[WHAT THIS TASK INVOLVES] Below are some records; output all of them exactly.

####

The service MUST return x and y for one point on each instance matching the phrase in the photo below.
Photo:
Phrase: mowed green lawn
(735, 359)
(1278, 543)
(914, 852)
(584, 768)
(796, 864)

####

[WRITTEN REPLY]
The service MUST return x and y for one point on each instance matching the phrase in the photo below.
Photo:
Phrase: mowed green lawn
(735, 359)
(1278, 543)
(914, 852)
(584, 768)
(796, 864)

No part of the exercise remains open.